# Objective:
Copy the lines below unchanged, starting at the line containing "of the carved" and ending at the line containing "129L14 121L45 4L46".

# Supplied entries:
▼▼▼

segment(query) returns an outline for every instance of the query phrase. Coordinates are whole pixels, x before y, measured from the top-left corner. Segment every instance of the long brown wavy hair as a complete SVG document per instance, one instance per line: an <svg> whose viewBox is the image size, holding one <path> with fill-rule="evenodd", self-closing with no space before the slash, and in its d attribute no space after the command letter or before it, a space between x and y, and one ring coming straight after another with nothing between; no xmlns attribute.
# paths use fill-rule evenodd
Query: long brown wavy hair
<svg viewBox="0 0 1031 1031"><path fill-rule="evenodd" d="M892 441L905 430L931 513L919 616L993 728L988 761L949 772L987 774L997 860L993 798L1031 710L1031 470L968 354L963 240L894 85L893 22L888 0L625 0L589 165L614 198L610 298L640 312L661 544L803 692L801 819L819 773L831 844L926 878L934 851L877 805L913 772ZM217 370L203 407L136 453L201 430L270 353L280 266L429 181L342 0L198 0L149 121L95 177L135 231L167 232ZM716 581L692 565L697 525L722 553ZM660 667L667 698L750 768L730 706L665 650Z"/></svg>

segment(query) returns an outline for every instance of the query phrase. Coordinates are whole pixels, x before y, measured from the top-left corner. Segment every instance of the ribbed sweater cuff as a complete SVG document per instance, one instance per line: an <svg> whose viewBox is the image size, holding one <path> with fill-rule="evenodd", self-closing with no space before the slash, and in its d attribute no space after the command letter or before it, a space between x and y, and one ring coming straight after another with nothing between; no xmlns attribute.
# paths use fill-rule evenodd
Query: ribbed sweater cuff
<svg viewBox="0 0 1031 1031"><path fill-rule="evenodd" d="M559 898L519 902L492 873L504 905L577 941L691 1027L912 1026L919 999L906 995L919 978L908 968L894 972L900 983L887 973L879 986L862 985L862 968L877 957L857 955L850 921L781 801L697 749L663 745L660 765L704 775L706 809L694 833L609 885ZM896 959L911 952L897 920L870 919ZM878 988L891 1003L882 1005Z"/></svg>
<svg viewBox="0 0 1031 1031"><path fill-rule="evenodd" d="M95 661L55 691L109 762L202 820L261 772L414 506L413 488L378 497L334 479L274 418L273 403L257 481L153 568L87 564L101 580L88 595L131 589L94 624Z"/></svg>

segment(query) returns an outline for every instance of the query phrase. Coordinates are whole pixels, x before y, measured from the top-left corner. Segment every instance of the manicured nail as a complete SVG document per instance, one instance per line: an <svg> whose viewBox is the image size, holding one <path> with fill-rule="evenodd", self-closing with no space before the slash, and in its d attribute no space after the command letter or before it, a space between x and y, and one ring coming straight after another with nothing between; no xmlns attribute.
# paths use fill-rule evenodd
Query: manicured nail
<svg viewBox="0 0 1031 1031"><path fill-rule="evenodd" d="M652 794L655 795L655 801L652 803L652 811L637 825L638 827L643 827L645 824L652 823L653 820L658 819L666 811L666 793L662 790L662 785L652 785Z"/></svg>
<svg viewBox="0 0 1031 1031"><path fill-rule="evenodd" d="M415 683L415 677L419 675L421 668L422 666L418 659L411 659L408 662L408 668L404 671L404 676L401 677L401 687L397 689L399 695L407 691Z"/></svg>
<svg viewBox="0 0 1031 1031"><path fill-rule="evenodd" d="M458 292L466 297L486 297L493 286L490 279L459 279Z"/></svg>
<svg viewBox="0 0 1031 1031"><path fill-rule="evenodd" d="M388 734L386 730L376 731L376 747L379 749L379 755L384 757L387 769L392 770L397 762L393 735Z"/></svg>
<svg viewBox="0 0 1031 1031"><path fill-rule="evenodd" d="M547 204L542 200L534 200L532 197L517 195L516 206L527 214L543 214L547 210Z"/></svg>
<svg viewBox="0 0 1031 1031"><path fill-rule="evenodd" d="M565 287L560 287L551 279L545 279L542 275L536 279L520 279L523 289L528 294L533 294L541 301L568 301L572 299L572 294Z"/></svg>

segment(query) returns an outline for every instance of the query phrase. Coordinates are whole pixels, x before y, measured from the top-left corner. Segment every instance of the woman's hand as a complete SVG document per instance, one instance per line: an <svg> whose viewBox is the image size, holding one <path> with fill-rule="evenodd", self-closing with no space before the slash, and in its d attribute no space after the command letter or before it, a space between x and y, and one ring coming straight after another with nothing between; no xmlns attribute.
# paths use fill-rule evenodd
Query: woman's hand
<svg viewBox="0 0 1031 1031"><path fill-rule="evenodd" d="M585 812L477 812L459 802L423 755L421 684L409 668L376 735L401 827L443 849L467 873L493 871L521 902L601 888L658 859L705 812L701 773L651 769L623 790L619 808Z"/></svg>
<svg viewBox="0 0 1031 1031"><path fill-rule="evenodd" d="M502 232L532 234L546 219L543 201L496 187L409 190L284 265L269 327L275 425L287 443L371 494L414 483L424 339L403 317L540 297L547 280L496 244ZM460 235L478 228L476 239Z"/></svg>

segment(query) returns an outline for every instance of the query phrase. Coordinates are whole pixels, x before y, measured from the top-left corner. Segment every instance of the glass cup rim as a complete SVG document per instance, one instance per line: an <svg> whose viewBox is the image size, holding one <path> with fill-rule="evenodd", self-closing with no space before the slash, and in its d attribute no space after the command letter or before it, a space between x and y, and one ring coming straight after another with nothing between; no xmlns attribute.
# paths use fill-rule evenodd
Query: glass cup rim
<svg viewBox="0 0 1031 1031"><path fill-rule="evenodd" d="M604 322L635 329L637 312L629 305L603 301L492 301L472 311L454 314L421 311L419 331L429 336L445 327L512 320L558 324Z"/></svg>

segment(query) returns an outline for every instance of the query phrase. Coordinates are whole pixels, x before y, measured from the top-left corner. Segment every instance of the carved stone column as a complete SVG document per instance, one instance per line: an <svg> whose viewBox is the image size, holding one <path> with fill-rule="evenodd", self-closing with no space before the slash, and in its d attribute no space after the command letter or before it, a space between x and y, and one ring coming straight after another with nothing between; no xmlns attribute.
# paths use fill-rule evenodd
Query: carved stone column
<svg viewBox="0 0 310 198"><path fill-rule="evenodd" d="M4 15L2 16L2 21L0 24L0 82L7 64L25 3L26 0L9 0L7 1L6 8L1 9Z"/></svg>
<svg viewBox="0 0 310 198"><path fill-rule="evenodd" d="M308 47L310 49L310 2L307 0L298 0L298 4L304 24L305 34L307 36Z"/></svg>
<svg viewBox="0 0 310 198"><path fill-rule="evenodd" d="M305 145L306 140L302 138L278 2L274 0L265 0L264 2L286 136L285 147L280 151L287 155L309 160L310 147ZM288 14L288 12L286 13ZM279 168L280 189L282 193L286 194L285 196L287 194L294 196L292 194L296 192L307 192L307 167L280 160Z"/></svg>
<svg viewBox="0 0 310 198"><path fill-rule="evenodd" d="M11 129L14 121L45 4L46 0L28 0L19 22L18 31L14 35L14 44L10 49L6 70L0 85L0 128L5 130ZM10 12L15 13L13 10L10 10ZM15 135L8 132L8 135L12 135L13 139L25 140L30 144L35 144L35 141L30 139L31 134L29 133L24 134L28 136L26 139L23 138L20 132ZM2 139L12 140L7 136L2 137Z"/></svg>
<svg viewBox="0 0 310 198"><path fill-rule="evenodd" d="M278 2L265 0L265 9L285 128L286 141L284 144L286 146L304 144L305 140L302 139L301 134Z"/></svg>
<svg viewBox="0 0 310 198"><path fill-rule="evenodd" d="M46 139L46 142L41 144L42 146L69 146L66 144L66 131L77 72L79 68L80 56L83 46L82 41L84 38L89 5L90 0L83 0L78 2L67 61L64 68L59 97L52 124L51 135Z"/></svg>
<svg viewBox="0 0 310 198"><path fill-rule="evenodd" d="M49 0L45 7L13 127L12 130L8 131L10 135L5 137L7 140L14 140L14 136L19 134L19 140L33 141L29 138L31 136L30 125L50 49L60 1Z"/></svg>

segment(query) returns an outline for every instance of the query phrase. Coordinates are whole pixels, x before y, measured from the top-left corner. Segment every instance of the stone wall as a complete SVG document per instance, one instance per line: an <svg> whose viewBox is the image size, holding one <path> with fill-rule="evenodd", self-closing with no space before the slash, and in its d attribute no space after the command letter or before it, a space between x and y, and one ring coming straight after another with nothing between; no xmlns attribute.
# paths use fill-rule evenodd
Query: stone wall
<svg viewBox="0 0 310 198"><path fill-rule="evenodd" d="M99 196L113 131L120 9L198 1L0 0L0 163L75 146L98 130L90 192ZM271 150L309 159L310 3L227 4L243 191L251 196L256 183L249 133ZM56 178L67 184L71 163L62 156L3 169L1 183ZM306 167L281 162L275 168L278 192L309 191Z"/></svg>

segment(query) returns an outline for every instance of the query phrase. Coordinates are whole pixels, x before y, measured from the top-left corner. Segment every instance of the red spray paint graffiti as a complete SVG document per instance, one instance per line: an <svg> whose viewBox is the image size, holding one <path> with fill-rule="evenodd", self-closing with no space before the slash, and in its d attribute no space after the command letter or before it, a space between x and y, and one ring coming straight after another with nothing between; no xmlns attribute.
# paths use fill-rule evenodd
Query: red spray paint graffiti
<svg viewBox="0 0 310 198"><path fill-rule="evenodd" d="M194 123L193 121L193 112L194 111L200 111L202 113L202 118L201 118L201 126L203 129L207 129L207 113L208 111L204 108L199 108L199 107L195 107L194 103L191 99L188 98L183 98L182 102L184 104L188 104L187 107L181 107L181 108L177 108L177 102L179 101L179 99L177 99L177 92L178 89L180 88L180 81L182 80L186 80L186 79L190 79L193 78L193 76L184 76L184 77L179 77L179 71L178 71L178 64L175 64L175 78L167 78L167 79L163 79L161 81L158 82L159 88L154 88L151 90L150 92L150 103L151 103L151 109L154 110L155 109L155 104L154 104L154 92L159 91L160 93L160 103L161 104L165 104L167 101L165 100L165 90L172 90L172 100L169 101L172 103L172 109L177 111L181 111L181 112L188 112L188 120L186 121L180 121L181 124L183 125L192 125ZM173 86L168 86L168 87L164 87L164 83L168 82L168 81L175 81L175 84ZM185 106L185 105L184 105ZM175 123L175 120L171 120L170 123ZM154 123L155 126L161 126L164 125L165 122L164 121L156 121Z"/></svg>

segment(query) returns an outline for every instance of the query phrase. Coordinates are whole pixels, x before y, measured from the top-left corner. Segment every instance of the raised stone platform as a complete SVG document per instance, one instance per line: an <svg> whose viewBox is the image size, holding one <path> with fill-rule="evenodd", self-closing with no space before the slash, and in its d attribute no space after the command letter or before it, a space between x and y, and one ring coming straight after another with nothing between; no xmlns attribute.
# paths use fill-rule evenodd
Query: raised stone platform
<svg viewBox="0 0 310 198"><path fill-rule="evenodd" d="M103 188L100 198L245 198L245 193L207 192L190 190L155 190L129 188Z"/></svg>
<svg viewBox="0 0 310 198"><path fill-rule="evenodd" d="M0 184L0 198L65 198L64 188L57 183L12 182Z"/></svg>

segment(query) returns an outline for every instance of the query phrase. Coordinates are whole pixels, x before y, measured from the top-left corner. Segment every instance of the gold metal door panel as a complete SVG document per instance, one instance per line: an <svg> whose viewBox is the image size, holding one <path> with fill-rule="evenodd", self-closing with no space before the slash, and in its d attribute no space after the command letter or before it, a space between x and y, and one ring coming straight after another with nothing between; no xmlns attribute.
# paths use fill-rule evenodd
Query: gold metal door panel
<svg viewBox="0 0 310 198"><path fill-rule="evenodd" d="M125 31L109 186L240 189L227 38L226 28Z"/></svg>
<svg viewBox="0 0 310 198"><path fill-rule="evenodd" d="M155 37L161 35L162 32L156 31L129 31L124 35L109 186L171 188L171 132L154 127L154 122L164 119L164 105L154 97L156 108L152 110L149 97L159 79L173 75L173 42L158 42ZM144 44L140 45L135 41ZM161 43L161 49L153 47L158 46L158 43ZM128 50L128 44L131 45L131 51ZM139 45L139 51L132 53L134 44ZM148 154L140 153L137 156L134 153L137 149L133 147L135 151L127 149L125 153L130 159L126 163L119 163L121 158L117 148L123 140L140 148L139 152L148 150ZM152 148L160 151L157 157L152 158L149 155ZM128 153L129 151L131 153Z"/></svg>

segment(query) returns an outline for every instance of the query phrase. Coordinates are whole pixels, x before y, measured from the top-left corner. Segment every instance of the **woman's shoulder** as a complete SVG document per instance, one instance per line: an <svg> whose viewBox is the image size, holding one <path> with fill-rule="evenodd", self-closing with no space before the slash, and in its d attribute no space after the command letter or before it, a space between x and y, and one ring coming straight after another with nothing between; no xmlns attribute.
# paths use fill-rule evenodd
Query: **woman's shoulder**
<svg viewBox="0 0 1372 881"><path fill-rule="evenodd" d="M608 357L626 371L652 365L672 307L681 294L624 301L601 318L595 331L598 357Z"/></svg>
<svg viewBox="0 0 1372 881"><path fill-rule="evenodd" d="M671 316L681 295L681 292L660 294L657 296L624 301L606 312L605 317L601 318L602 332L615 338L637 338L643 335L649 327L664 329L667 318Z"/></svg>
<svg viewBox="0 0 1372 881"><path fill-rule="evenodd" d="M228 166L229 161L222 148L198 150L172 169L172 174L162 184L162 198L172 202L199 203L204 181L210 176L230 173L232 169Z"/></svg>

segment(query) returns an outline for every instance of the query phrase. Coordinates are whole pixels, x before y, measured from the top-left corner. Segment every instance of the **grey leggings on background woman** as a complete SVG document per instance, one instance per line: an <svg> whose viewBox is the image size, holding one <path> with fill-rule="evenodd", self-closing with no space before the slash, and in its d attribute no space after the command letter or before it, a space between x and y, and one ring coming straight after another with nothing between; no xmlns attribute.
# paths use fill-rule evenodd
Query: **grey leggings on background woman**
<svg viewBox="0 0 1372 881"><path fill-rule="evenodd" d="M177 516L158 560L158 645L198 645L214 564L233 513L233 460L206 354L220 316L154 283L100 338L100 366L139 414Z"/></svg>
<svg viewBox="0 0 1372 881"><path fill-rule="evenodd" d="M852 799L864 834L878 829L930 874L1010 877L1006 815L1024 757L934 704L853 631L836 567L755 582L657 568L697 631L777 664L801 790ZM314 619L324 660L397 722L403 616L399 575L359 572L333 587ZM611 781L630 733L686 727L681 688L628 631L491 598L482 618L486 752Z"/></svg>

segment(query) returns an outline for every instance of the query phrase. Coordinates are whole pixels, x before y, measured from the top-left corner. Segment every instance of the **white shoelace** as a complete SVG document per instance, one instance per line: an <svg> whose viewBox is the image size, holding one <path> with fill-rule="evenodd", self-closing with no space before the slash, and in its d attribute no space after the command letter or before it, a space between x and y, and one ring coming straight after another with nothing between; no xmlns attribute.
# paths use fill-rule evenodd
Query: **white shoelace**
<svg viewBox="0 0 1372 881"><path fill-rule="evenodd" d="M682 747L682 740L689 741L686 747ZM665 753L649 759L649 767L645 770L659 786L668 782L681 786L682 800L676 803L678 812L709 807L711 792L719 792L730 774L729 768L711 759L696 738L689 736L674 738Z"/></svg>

▲▲▲

# Exercise response:
segment(query) returns an outline for every instance of the query phrase. Coordinates are whole pixels, x before y, measured from the top-left corner. Segment every instance of the carved stone column as a complete SVG document per instance, one instance per line: an <svg> whose viewBox is the image size, holding one <path> with fill-rule="evenodd", self-closing with no space before the slash, and in its d attribute no space after the command letter or before it, a space between x and y, and one ring coming straight after another with nothing between; no xmlns attribute.
# paths use fill-rule evenodd
Query: carved stone column
<svg viewBox="0 0 310 198"><path fill-rule="evenodd" d="M4 15L2 16L2 21L0 24L0 82L7 64L25 3L26 0L9 0L7 1L6 8L1 9Z"/></svg>
<svg viewBox="0 0 310 198"><path fill-rule="evenodd" d="M308 47L310 49L310 2L307 0L298 0L298 4L304 24L305 34L307 36Z"/></svg>
<svg viewBox="0 0 310 198"><path fill-rule="evenodd" d="M305 145L306 140L302 138L278 2L274 0L265 0L264 2L286 136L285 147L280 151L287 155L309 160L310 147ZM288 14L288 12L286 13ZM279 168L280 189L282 193L286 194L285 196L287 194L294 196L292 194L296 192L307 192L307 167L280 160Z"/></svg>
<svg viewBox="0 0 310 198"><path fill-rule="evenodd" d="M11 129L14 121L45 4L46 0L28 0L19 22L18 31L14 35L14 44L10 49L6 70L0 85L0 128L5 130ZM10 12L15 13L13 10L10 10ZM15 135L8 132L8 135L12 135L13 139L25 140L30 144L35 144L35 141L30 139L31 134L29 133L24 134L28 136L26 139L23 138L20 132ZM2 139L12 140L7 136L2 137Z"/></svg>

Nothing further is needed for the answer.